▸ **TASK TO COMPLETE**
From the entries that follow, list every line in which the string "comma" appears.
───── PROVIDED MATERIAL
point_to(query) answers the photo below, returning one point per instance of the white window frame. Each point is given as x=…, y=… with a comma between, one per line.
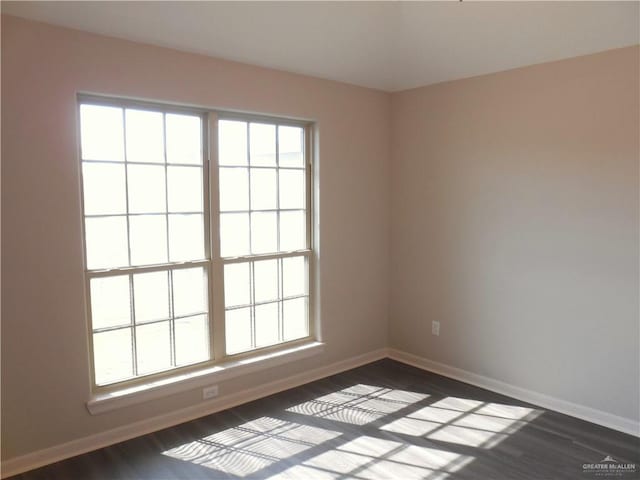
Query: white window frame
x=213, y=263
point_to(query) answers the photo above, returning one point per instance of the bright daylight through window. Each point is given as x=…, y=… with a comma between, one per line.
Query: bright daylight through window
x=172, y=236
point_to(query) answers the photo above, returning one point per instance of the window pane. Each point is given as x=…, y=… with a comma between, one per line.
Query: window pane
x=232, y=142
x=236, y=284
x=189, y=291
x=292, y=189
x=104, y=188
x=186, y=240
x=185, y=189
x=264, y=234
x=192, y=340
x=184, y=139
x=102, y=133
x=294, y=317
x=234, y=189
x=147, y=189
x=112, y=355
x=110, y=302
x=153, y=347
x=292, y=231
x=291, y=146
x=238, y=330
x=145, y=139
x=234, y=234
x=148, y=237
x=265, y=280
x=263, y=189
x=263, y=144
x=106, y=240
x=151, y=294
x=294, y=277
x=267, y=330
──────────
▸ **TASK OUTPUT**
point_to(query) answers the photo below, returning one point per instance of the white window frame. Each point is given as x=…, y=… with a comma between, one per line.
point_to(query) answers the photo above, returning one point per instance of the bright daylight through window. Each point is given as x=…, y=… with a comma between, one per line.
point_to(query) answers the photo above, returning one point per instance of the window pane. Each point is given as x=…, y=… with a comma between, one per line.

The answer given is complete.